### SELECTION
○ ○ ○ ○ ○ ○ ○
Note that the S5 "cpio"s support for multi-volume archives depends on
the tape driver handling the end-of-medium condition by returning a
short count or one of a couple of errors, *and* doing so on both reads
and writes.  I don't know that the Sun SCSI tape driver does either; it
runs the tape in buffered mode, presumably in the hope of getting
streaming tapes to stream, and unfortunately that makes it somewhat hard
to handle the end-of-medium condition - there may be several blocks in
the tape drive's buffer that haven't been written to tape, and they'd
have to be retrieved using the proper SCSI command and written to the
next tape.

Unfortunately, the "obvious" trick of doing this in the driver,
invisibly, could cause problems if you e.g.  decide to punt and try a
bigger or higher-density tape instead of continuing to the next volume;
there'd need to be some way for the driver to know whether to write the
buffered data when the next tape is mounted or to discard it, and to in
fact know when the next tape is ready to be written on.  "cpio" and
"tar" don't currently do anything to give explicit indications, so you'd
have to rely on opens and closes and the like, and hope that the "mount
next volume and keep going" case really *is* distinguishable from the
"punt and get a bigger tape" case by the driver, or that you can live
with the results if it isn't.

Also, I think the Sun driver may not report end-of-medium conditions on
"read".  UNIX drivers tend not to do so....

The strategy you suggest is a bit safer here, since you manually break
up the operation, rather than letting the tape drive do so with
end-of-medium indications.  The V7/S3 and BSD "dump" programs use a
similar strategy - you tell them how much tape there is, and some other
information, and they figure out how many blocks will fit on the volume.

gentry@kcdev.UUCP (Art Gentry) (10/02/89)

In article <1454@mdbs.UUCP>, wsmith@mdbs.UUCP (Bill Smith) writes:
> Is there an automatic, reasonably portable way to save a directory and all 
> files beneath it on tape when it does not fit on a single piece of media 
> and can not easily be split at the next level down in the directory tree?
○ ○ ○ ○ ○ ○ ○
### INFORMATION PROVIDED
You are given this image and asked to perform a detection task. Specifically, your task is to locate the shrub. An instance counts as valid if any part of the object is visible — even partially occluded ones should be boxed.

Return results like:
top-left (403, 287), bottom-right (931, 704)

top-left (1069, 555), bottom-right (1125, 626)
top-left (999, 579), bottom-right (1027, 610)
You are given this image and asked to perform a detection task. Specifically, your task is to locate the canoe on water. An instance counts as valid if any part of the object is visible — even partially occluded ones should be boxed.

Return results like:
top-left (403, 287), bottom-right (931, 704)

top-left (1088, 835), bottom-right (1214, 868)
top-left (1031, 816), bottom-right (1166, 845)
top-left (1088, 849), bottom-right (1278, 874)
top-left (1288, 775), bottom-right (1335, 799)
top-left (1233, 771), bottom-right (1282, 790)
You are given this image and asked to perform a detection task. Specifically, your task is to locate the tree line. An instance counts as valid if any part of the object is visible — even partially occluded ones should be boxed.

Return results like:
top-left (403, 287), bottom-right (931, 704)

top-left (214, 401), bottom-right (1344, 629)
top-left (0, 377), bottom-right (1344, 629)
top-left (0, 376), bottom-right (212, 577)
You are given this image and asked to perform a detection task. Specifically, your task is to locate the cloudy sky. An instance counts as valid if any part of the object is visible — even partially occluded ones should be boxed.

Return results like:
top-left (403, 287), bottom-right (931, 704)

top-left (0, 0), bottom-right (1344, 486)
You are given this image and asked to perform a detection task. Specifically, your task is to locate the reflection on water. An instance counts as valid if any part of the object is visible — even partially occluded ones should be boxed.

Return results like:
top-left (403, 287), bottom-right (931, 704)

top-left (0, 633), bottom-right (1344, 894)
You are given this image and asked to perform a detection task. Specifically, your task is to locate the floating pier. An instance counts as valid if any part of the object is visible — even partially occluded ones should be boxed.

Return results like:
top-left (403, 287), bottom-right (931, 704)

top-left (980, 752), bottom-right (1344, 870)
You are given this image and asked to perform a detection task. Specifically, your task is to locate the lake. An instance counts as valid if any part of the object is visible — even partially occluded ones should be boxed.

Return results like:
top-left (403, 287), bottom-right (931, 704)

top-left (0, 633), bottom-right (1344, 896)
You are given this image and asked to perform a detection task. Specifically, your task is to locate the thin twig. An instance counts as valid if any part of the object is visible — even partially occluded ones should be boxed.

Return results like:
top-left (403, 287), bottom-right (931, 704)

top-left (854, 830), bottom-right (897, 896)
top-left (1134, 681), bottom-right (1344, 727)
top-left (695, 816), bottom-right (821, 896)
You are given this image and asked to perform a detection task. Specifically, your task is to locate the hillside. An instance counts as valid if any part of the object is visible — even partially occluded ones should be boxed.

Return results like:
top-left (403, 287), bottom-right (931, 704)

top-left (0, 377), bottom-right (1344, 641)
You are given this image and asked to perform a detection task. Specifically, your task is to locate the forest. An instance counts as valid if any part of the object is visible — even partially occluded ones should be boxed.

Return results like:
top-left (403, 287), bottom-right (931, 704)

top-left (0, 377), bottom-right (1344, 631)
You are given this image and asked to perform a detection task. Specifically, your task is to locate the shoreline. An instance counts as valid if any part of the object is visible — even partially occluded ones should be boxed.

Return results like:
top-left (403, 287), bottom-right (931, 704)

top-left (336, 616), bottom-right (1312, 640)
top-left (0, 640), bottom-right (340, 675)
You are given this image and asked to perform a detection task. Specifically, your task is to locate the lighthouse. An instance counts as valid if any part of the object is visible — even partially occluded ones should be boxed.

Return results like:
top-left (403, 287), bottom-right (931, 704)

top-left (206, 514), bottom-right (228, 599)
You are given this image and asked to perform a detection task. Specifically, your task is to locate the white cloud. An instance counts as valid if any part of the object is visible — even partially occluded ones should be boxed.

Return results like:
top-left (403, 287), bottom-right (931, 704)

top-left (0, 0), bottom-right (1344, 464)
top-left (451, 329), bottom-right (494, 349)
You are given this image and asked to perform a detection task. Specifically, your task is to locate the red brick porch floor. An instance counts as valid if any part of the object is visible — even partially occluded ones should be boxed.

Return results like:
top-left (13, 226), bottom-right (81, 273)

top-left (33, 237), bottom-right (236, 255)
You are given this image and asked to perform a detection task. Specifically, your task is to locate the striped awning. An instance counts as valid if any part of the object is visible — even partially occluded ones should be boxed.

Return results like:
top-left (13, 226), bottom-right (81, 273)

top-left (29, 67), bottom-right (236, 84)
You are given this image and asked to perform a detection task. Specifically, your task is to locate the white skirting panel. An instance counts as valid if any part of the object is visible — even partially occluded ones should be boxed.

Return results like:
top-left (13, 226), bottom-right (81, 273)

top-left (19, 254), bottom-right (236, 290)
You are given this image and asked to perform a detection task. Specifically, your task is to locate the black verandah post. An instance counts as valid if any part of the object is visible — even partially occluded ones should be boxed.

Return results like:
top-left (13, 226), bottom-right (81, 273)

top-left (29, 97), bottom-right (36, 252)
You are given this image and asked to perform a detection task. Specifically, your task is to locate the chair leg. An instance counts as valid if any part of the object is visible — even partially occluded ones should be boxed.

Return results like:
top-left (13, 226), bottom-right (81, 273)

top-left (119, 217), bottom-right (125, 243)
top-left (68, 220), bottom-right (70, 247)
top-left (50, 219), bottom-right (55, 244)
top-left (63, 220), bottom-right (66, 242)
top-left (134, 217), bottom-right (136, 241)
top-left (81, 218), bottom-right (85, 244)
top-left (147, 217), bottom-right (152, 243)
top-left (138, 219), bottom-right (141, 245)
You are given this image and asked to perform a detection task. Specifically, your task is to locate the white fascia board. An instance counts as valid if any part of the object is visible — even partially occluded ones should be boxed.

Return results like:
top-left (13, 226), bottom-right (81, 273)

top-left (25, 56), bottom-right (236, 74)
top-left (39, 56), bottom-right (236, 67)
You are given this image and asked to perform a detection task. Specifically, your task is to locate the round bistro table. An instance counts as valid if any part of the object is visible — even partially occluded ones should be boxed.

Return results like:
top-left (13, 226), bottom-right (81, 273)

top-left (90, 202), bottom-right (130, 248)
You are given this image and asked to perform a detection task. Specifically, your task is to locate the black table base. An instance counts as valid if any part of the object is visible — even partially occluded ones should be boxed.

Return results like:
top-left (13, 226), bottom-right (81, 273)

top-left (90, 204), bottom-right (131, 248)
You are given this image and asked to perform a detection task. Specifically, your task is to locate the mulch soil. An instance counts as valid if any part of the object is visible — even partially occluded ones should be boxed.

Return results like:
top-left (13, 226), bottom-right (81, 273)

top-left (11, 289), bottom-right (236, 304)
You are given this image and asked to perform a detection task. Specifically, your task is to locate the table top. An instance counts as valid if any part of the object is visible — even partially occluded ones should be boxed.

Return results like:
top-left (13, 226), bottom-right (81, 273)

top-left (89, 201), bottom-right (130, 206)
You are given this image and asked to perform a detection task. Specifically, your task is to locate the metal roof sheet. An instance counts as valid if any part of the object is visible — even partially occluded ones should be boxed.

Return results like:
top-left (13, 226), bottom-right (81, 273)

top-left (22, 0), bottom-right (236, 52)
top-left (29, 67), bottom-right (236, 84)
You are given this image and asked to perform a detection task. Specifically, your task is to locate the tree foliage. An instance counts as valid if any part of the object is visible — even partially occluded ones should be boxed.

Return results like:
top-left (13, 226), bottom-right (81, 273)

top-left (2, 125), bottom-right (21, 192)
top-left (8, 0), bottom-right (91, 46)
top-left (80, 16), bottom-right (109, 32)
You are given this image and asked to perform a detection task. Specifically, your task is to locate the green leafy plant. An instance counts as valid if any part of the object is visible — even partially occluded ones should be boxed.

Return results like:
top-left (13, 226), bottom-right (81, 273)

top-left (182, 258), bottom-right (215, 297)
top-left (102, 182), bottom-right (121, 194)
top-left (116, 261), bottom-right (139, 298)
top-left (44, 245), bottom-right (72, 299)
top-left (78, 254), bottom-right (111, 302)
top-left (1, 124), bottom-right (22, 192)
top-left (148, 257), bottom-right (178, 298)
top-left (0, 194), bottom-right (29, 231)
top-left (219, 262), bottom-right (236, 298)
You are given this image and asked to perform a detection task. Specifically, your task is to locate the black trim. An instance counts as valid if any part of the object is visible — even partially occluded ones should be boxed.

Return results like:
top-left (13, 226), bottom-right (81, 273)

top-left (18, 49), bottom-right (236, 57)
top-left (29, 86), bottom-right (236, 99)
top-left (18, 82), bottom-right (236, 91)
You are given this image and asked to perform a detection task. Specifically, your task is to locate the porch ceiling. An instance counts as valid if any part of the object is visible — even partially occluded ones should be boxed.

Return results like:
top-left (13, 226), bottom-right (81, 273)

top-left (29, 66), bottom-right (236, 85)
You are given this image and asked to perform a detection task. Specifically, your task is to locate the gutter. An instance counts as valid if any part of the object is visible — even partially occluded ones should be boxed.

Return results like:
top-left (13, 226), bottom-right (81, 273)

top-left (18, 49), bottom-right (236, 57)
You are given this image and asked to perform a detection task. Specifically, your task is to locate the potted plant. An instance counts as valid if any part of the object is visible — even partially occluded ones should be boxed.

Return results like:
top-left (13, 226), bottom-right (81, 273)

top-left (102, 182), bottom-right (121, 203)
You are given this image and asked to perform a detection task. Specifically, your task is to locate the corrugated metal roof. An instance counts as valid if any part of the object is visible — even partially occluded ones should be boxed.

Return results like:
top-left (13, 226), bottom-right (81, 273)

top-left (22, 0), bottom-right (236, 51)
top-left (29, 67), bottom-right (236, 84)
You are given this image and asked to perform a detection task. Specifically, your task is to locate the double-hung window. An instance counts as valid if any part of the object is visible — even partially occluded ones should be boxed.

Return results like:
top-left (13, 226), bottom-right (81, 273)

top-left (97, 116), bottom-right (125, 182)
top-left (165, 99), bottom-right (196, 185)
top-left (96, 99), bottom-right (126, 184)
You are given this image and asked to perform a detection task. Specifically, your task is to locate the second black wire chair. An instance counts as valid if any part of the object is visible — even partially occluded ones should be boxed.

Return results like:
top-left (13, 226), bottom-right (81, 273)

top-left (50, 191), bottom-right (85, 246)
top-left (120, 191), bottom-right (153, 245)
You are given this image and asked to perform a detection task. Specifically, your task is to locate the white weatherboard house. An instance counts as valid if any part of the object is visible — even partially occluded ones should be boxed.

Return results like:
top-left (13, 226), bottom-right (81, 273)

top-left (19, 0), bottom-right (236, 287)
○ ○ ○ ○ ○ ○ ○
### PARTS OF THE EXERCISE
(a) In the passage on multi-volume tape backups, which programs use a strategy where you tell them how much tape there is so they can work out how many blocks will fit?
(b) Continue the passage on multi-volume tape backups from its final line.

### ANSWER LIST
(a) The V7/S3 and BSD "dump" programs.

(b)
At least on my Hewlett Packard and AT&T systems, both tar and cpio will do
multi tape saves.  They will write untill eot is detected and then prompt
for another device to continue writting.  If you just hit [return], they
will continue writing to the same device (after you have changed the tape,
of course!! :-})

-- 
| R. Arthur Gentry     AT&T Communications     Kansas City, MO     64106 |
| Email: attctc!kcdev!gentry        ATTMail: attmail!kc4rtm!gentry       |
| The UNIX BBS: 816-221-0475        The Bedroom BBS: 816-637-4183        |
| $include {std_disclaimer.h}       "I will make a quess" - Spock - STIV |

mje@olsa99.UUCP (Mark J Elkins) (10/02/89)

From article <1466@xyzzy.UUCP>, by rice@dg-rtp.dg.com (Brian Rice):
> In article <1454@mdbs.UUCP> wsmith@mdbs.UUCP (Bill Smith) writes:
> 
>>Is there an automatic, reasonably portable way to save a directory and all 
>>files beneath it on tape when it does not fit on a single piece of media 
>>and can not easily be split at the next level down in the directory tree?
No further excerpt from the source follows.